American baseball player (1920–2010)

Eugene Victor Hermanski (May 11, 1920 – August 9, 2010) was an American Major League Baseball outfielder. A native of Pittsfield, Massachusetts, he attended Seton Hall University.

Signed by the Philadelphia Athletics as an amateur free agent in 1939, Hermanski made his Major League Baseball debut with the Brooklyn Dodgers on August 14, 1943, and appeared in his final game on September 22, 1953.

The Salem (Massachusetts) Evening News, reported on August 8, 1943, that the then-22-year-old outfielder, recently released from the USCG Salem Air Station in order to enlist in the USN's V-5 Aviation Training Program, was expected to use a month-long break to play for the Brooklyn Dodgers. "Hermanski hit a homer and two triples in an exhibition game with the Red Sox and poled out a homer and a double in a contest with the Braves."

When Hermanski played for the Brooklyn Dodgers along with Jackie Robinson, he demonstrated he was a great teammate by suggesting that all of the players stand in solidarity by wearing No. 42 to confuse potential snipers who were said to be out to kill Robinson because he had broken the color barrier.

Hermanski died in Homosassa Springs, Florida, at the age of 90.

==Career statistics==
In a 739 game major league career spanning nine seasons, Hermanski posted a .272 batting average (533-for-1960) with 276 runs, 46 home runs and 259 RBI. Playing primarily left and right field, he recorded a .977 fielding percentage. In two World Series (1947 & '49), he hit .219 (7-for-32) with 5 runs and 3 RBI.

LISTED ENTRIES —
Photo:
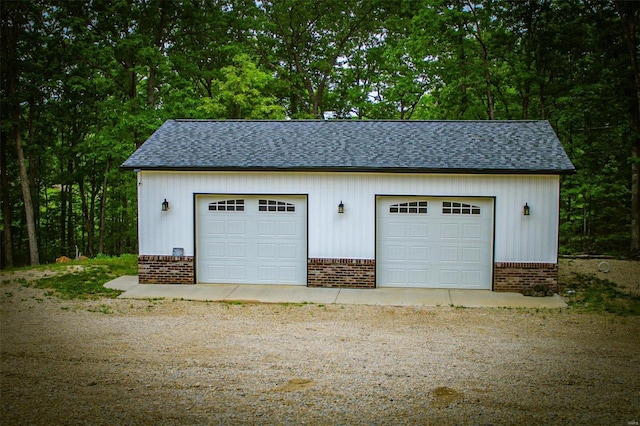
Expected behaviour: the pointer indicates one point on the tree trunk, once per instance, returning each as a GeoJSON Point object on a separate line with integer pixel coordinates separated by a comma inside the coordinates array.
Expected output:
{"type": "Point", "coordinates": [6, 203]}
{"type": "Point", "coordinates": [34, 256]}
{"type": "Point", "coordinates": [103, 209]}
{"type": "Point", "coordinates": [629, 13]}
{"type": "Point", "coordinates": [10, 35]}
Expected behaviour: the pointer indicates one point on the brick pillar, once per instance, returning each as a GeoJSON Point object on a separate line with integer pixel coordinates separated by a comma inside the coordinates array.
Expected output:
{"type": "Point", "coordinates": [341, 273]}
{"type": "Point", "coordinates": [165, 269]}
{"type": "Point", "coordinates": [515, 276]}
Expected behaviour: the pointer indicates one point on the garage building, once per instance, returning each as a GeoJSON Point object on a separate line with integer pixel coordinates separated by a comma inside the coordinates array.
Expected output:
{"type": "Point", "coordinates": [359, 204]}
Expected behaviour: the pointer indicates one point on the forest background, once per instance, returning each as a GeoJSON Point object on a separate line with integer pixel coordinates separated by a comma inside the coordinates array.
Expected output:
{"type": "Point", "coordinates": [84, 83]}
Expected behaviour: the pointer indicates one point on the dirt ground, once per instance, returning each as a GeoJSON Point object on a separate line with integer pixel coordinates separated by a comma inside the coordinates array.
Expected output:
{"type": "Point", "coordinates": [113, 361]}
{"type": "Point", "coordinates": [624, 273]}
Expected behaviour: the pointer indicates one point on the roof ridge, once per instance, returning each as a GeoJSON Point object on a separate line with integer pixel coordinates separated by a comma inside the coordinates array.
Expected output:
{"type": "Point", "coordinates": [318, 120]}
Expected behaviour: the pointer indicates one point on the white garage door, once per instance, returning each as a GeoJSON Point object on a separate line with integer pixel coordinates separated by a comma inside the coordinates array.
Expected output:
{"type": "Point", "coordinates": [252, 239]}
{"type": "Point", "coordinates": [434, 242]}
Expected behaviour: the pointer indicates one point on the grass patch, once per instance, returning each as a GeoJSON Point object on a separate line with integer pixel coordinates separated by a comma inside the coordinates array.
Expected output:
{"type": "Point", "coordinates": [589, 293]}
{"type": "Point", "coordinates": [87, 282]}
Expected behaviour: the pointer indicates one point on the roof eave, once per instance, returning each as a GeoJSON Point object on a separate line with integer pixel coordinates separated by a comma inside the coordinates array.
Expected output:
{"type": "Point", "coordinates": [357, 170]}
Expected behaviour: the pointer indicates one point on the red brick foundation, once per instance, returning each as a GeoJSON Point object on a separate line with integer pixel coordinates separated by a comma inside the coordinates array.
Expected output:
{"type": "Point", "coordinates": [341, 273]}
{"type": "Point", "coordinates": [514, 276]}
{"type": "Point", "coordinates": [165, 269]}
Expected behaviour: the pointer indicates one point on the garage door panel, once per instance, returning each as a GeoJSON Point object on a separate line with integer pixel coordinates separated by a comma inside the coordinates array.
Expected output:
{"type": "Point", "coordinates": [267, 251]}
{"type": "Point", "coordinates": [287, 229]}
{"type": "Point", "coordinates": [236, 227]}
{"type": "Point", "coordinates": [444, 245]}
{"type": "Point", "coordinates": [450, 231]}
{"type": "Point", "coordinates": [471, 254]}
{"type": "Point", "coordinates": [449, 254]}
{"type": "Point", "coordinates": [418, 231]}
{"type": "Point", "coordinates": [215, 250]}
{"type": "Point", "coordinates": [251, 239]}
{"type": "Point", "coordinates": [267, 229]}
{"type": "Point", "coordinates": [471, 231]}
{"type": "Point", "coordinates": [287, 251]}
{"type": "Point", "coordinates": [419, 254]}
{"type": "Point", "coordinates": [398, 230]}
{"type": "Point", "coordinates": [237, 251]}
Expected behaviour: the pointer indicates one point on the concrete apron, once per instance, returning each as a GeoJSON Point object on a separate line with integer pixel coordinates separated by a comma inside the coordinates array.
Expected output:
{"type": "Point", "coordinates": [301, 294]}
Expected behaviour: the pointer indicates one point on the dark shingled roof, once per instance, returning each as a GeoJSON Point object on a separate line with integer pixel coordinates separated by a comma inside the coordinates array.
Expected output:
{"type": "Point", "coordinates": [350, 145]}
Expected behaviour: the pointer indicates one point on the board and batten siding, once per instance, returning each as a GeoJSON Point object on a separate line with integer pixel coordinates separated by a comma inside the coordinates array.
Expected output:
{"type": "Point", "coordinates": [351, 235]}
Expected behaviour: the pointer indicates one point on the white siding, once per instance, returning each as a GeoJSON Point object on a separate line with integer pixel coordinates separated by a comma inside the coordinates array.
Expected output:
{"type": "Point", "coordinates": [518, 238]}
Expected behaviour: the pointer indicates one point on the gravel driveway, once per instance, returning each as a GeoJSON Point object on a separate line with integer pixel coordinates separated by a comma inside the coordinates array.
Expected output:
{"type": "Point", "coordinates": [178, 362]}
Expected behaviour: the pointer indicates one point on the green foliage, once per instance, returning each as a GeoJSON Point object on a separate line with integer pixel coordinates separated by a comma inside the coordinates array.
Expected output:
{"type": "Point", "coordinates": [86, 279]}
{"type": "Point", "coordinates": [589, 293]}
{"type": "Point", "coordinates": [90, 81]}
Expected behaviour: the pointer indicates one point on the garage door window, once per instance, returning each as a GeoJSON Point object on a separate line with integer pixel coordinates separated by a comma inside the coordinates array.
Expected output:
{"type": "Point", "coordinates": [227, 206]}
{"type": "Point", "coordinates": [417, 207]}
{"type": "Point", "coordinates": [275, 206]}
{"type": "Point", "coordinates": [450, 207]}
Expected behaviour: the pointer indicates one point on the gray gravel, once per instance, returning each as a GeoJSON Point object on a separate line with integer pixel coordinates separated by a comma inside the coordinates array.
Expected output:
{"type": "Point", "coordinates": [178, 362]}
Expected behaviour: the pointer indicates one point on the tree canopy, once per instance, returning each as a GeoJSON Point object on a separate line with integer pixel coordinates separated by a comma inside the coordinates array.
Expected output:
{"type": "Point", "coordinates": [84, 83]}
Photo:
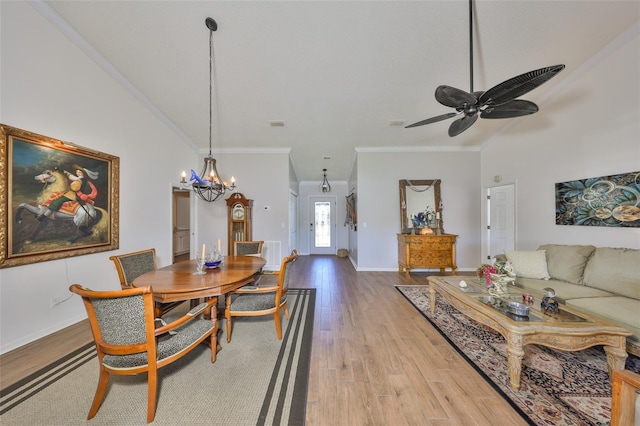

YOUR OBJECTIVE — According to the text about Eugene Hermanski, on what date did he make his Major League Baseball debut with the Brooklyn Dodgers?

PROBLEM SOLUTION — August 14, 1943